--- SUPPLIED ENTRIES Enclosed Below ---

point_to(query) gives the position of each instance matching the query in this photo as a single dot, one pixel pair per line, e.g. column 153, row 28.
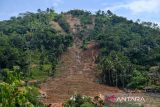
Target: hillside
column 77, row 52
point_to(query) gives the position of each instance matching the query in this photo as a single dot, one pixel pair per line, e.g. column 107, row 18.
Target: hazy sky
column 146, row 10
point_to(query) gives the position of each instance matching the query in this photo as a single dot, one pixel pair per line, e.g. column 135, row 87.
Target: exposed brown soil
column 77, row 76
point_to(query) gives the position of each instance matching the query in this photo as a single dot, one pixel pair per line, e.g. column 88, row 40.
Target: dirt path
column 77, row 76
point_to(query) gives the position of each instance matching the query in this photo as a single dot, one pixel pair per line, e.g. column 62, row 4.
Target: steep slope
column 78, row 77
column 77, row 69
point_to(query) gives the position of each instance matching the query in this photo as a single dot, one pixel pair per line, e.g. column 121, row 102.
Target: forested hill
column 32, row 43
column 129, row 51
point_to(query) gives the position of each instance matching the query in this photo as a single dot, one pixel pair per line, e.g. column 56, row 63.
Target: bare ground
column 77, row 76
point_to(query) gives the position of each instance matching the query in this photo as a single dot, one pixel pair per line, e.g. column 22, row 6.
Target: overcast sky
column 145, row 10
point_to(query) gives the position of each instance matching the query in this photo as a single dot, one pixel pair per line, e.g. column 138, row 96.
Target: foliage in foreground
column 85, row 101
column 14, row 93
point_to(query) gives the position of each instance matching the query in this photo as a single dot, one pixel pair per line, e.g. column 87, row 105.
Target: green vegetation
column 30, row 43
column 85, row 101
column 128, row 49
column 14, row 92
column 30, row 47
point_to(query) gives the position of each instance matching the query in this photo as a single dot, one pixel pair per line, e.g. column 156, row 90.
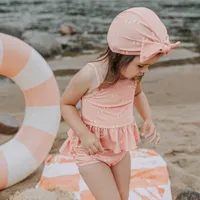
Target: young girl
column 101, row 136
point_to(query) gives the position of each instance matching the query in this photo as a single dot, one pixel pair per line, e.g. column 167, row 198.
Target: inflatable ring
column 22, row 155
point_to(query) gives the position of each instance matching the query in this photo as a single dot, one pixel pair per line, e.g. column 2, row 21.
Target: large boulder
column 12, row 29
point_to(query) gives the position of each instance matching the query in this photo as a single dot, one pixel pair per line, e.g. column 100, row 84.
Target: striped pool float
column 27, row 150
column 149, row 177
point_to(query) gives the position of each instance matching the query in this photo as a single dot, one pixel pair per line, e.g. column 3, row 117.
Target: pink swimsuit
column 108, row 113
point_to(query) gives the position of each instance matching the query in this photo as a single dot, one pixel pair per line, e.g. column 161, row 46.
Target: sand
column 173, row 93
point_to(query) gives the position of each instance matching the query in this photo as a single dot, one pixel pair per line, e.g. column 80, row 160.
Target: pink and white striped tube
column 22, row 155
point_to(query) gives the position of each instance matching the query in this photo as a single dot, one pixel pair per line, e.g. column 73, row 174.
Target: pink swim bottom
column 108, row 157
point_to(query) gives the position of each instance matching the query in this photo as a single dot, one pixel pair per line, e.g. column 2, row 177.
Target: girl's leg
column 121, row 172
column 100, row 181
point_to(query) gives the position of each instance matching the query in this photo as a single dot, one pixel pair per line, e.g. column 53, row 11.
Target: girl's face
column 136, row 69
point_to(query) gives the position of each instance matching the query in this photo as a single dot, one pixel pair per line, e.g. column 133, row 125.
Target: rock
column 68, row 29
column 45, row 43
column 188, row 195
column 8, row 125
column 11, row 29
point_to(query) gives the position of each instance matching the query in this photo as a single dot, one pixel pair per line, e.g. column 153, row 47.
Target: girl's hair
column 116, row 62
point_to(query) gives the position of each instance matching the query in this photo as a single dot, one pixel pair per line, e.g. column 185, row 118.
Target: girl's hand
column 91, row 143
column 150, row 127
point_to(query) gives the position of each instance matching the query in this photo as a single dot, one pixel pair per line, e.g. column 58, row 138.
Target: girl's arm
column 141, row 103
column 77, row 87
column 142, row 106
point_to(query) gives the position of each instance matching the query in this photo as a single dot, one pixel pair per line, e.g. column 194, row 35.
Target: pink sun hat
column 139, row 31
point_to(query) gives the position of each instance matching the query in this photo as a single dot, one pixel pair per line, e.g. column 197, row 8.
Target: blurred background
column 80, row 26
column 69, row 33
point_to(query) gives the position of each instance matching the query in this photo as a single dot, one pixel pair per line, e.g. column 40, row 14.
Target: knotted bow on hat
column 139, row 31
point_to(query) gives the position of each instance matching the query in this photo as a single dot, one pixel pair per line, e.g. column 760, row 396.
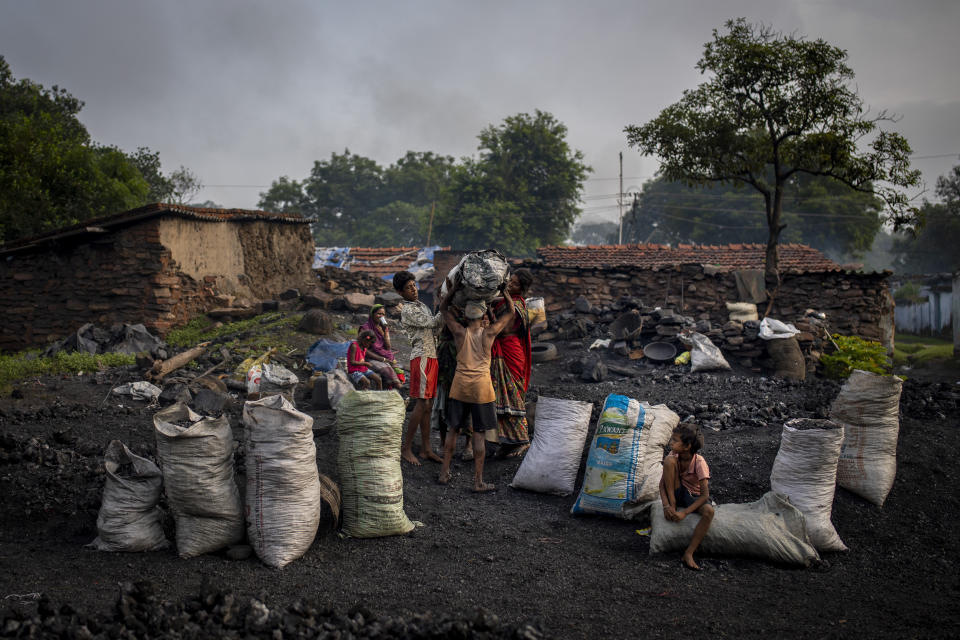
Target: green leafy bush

--- End of Enclosed SUPPLIED ENTRIES ---

* TASK REQUIREMENTS *
Every line above should be copied exactly; do not carry over the pictures.

* YOUR RESPONSE *
point_to(query) gives the position of each instance matching the query in this photo as a single dot, one pixel pair per line, e.g. column 153, row 28.
Target: hillside
column 77, row 52
point_to(query) gives the position of each instance matching the query in this photo as a single dot, one pixel pair per line, e.g. column 107, row 18.
Target: hazy sky
column 146, row 10
point_to(query) gives the position of each instance matching the query in this photo as a single dot, one pixel pair per line, e.g. column 135, row 87.
Target: exposed brown soil
column 77, row 76
point_to(query) gives the position of each instance matching the query in this photo as a single dot, one pixel pair per line, e.g. column 88, row 40.
Target: dirt path
column 77, row 76
point_to(query) gives the position of each instance matching the query in this photo as a single dot, one pixel pair per line, e.g. column 62, row 4.
Target: steep slope
column 78, row 77
column 77, row 69
point_to(query) gives the position of each instance matching the query in this photo as a single dot, one pixel pair per line, e.g. column 121, row 102.
Target: forested hill
column 32, row 43
column 129, row 51
point_to(query) gives the position of each instance matching the query in this photo as a single dot, one pixel pair per line, e.g. column 56, row 63.
Target: bare ground
column 77, row 76
point_to(query) gives the position of each instance matching the query in this photo as a single dot, one pixel pair per line, e.g. column 22, row 6.
Target: overcast sky
column 145, row 10
point_to(query) gives the position of each instance matching the query in this photo as a single dot, one pixel pair per line, e.g. column 138, row 96.
Target: foliage in foreground
column 85, row 101
column 14, row 93
point_to(query) gives the position of each instance matching the query in this photo as a single dot, one pixel pair per line, e.g. column 87, row 105.
Target: green vegetation
column 30, row 43
column 85, row 101
column 128, row 49
column 14, row 92
column 30, row 47
point_to(query) gives the position of each instance matching the query in this photo as a single dot, one pixel pair per line, e.g. column 156, row 90.
Target: young girl
column 101, row 136
point_to(query) gives the position of each instance matching the query in this photo as a single dot, one pixel pair per line, e.g. column 167, row 198.
Target: inflatable ring
column 22, row 155
point_to(query) gives the position of each instance matching the query in this photo as a single dot, one pixel pair per line, e.g. column 2, row 21.
Target: large boulder
column 12, row 29
point_to(query) gives the position of each instance matching the query in this photo as a single dot, one pixel pair per line, e.g. column 100, row 84.
Target: striped pool float
column 27, row 150
column 149, row 177
point_to(query) gives the position of each instance matching the query in this photo as a single dot, one pixel pair per line, e.g. column 3, row 117.
Target: pink swimsuit
column 108, row 113
point_to(query) gives the position of each instance matching the query in this photo as a single dot, one pixel pair per line, e.g. column 161, row 46.
Target: sand
column 173, row 93
point_to(query) gives the position of each instance matching the query in this photo as a single dot, one pixel pair per line, e.g. column 80, row 160.
Target: pink and white striped tube
column 22, row 155
point_to(query) gives the position of each instance matching the query in this photo as a single dot, one pixel pair per line, e.g. column 73, row 174.
Target: pink swim bottom
column 108, row 157
point_to(query) gives the position of each instance matching the query in this photo as a single dot, one pixel pair per line, e.g. column 2, row 177.
Target: girl's leg
column 121, row 172
column 100, row 181
point_to(query) gives the position of each instance matching the query in this photo as a single dot, one pixel pair per line, e.g. column 53, row 11.
Target: girl's face
column 136, row 69
point_to(query) gives the position of each instance matching the query in this photo as a single dot, one pixel pair per line, e.g. column 133, row 125.
Target: rock
column 68, row 29
column 45, row 43
column 188, row 195
column 8, row 125
column 11, row 29
point_to(query) gives the position of each instance matching the query in this photo as a single dot, one pixel pair per line, e.g. column 153, row 47.
Target: girl's hair
column 116, row 62
point_to(query) gives the position of each instance matching the query in this photo as a single dot, one pixel pair per line, e.g. column 185, row 118.
Target: girl's hand
column 91, row 143
column 150, row 127
point_to(query) gives the position of each instance matching the query in this photo as a single dot, one pixel pair per line, e.g. column 58, row 138.
Target: girl's arm
column 141, row 103
column 77, row 87
column 142, row 106
point_to(query) gives the position of each instance matching the query in this photo as a single dot, one pixel pair per line, e.g. column 194, row 35.
Target: pink sun hat
column 139, row 31
point_to(query) gives the position of each instance matching the query in this photo as a single dot, one pixel pair per line, e.g. column 197, row 8.
Target: blurred background
column 80, row 26
column 69, row 33
point_to(query) gives the position of each instance matching the query in this photo as a single dot, one pixel pair per line, e.g. column 40, row 14.
Target: knotted bow on hat
column 139, row 31
point_to(query) gives the position of each instance matching the query in this photo as a single dot, one pixel pair per line, e.g. column 760, row 396.
Target: green leafy bush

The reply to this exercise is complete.